### Job
Reproduce the entire High Knott page below word for word, with nothing added or left out.

### Page excerpt
※ ※ ※

High Knott summit, and fence

Williamson’s Monument, on the top of High Knott: and the fence that bars you from reaching it

Summit: The summit is also known as Williamson’s Monument, thanks to the large cairn atop it (see pages 18 and 21 of volume 8 for historical notes). It stands at 901 feet above sea level.

Volume: Book 8 (The Outlying Fells)

Date bagged: First visit: 23rd May 2015 (walk 97). Second visit: 4th November 2017 (walk 138).

High Knott summit, rain shower

High Knott summit, through a rain shower

Bagged as number: First round: 304 of the 330 Wainwrights. [ <<  Walna Scar (303)  (305) Hugill Fell >> ]

Second round: 124 of 330. [ << Heughscar Hill (123)  (125) Sour Howes >> ]

Route of ascent and descent: First visit: Came up the only way one can, from Browfoot Lane, and returned the same way. See the important notes below.

Second visit: Came up the same way, but then left for the ‘British Settlement’, following the walk route described in the book.

What Mr Wainwright says (from pages 18 and 19 of volume 8): “High Knott is an abrupt knoll not greatly elevated above the general level of the green fell from which it rises but occupying a strategic position with a commanding oversight of the loveliest part of the Kentmere valley.

“The fine cairn on High Knott… was built by the Rev T. Williamson in memory of his father, who used to climb up to High Knott every day before breakfast.”

High Knott

Looking over to High Knott from Hugill Fell

What I say: In the revised edition of volume 8, Chris Jesty’s amended ascent description notes the following: “…continue in the same direction to an unusual stile that has been obstructed by fencing. The agile walker will find a way through: others will do better to give the summit a miss.

※ ※ ※

### Extracted data
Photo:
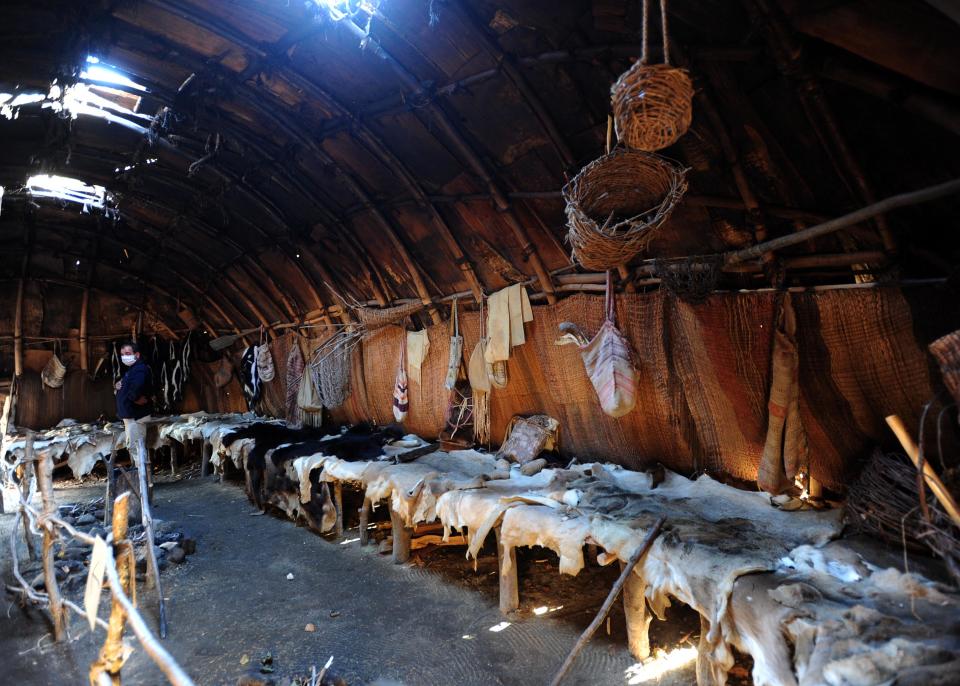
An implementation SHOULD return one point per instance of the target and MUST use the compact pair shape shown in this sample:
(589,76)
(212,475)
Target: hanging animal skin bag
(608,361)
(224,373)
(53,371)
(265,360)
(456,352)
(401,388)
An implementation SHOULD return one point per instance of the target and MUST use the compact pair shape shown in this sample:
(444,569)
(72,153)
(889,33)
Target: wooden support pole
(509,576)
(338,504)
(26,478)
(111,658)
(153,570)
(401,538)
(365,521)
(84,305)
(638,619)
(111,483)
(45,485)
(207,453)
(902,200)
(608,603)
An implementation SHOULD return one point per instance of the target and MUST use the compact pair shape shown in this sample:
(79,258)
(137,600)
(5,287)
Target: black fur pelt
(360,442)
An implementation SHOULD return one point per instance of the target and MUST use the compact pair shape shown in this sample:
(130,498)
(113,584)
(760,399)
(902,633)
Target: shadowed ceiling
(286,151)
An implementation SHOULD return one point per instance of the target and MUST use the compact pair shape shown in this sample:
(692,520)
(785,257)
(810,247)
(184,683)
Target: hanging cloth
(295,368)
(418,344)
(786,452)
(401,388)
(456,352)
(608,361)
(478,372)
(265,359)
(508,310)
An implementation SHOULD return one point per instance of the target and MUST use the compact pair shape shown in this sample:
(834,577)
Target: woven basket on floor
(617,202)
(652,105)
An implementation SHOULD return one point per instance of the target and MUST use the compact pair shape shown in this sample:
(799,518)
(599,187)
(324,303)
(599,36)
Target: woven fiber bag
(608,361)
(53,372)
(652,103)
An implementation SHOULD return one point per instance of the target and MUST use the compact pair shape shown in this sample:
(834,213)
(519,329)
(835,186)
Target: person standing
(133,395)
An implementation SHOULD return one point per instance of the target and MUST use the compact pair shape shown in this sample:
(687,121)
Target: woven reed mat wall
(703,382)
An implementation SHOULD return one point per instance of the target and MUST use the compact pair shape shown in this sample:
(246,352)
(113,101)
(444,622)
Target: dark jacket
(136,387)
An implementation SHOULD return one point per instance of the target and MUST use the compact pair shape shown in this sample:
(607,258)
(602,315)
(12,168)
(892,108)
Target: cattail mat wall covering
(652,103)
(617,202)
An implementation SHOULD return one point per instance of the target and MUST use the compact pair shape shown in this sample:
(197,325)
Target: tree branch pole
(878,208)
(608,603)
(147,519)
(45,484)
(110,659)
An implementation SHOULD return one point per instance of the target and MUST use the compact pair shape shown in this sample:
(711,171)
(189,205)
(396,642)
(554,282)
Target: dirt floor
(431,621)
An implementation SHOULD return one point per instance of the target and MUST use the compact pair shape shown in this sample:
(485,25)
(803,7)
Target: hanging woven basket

※ ※ ※

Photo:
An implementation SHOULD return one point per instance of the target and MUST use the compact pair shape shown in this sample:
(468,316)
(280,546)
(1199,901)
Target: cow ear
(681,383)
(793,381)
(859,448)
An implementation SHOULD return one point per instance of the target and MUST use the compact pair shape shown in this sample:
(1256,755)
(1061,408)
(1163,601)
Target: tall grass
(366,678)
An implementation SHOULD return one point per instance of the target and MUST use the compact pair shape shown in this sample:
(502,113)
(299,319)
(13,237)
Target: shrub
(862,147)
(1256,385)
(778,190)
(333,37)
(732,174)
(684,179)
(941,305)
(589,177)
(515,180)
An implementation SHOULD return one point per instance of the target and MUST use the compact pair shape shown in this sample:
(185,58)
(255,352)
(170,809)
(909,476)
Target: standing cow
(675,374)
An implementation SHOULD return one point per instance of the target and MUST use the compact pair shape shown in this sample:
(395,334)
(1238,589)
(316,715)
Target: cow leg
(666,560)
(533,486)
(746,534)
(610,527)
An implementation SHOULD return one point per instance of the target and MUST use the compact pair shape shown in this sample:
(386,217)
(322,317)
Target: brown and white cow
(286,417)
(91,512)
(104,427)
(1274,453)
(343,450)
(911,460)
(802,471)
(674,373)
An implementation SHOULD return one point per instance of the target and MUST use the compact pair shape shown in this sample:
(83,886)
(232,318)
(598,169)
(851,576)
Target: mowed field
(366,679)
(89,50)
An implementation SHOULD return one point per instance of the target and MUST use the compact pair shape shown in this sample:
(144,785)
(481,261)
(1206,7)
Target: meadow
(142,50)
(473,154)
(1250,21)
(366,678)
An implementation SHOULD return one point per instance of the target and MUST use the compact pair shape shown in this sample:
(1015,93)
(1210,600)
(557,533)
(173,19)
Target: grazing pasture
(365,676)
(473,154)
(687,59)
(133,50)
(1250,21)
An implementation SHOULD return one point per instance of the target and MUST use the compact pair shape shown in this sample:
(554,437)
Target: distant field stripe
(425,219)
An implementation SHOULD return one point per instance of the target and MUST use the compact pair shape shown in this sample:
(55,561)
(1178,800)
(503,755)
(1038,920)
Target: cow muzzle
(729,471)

※ ※ ※

### The response
High Knott summit, and fence

Williamson’s Monument, on the top of High Knott: and the fence that bars you from reaching it

Summit: The summit is also known as Williamson’s Monument, thanks to the large cairn atop it (see pages 18 and 21 of volume 8 for historical notes). It stands at 901 feet above sea level.

Volume: Book 8 (The Outlying Fells)

Date bagged: First visit: 23rd May 2015 (walk 97). Second visit: 4th November 2017 (walk 138).

High Knott summit, rain shower

High Knott summit, through a rain shower

Bagged as number: First round: 304 of the 330 Wainwrights. [ <<  Walna Scar (303)  (305) Hugill Fell >> ]

Second round: 124 of 330. [ << Heughscar Hill (123)  (125) Sour Howes >> ]

Route of ascent and descent: First visit: Came up the only way one can, from Browfoot Lane, and returned the same way. See the important notes below.

Second visit: Came up the same way, but then left for the ‘British Settlement’, following the walk route described in the book.

What Mr Wainwright says (from pages 18 and 19 of volume 8): “High Knott is an abrupt knoll not greatly elevated above the general level of the green fell from which it rises but occupying a strategic position with a commanding oversight of the loveliest part of the Kentmere valley.

“The fine cairn on High Knott… was built by the Rev T. Williamson in memory of his father, who used to climb up to High Knott every day before breakfast.”

High Knott

Looking over to High Knott from Hugill Fell

What I say: In the revised edition of volume 8, Chris Jesty’s amended ascent description notes the following: “…continue in the same direction to an unusual stile that has been obstructed by fencing. The agile walker will find a way through: others will do better to give the summit a miss.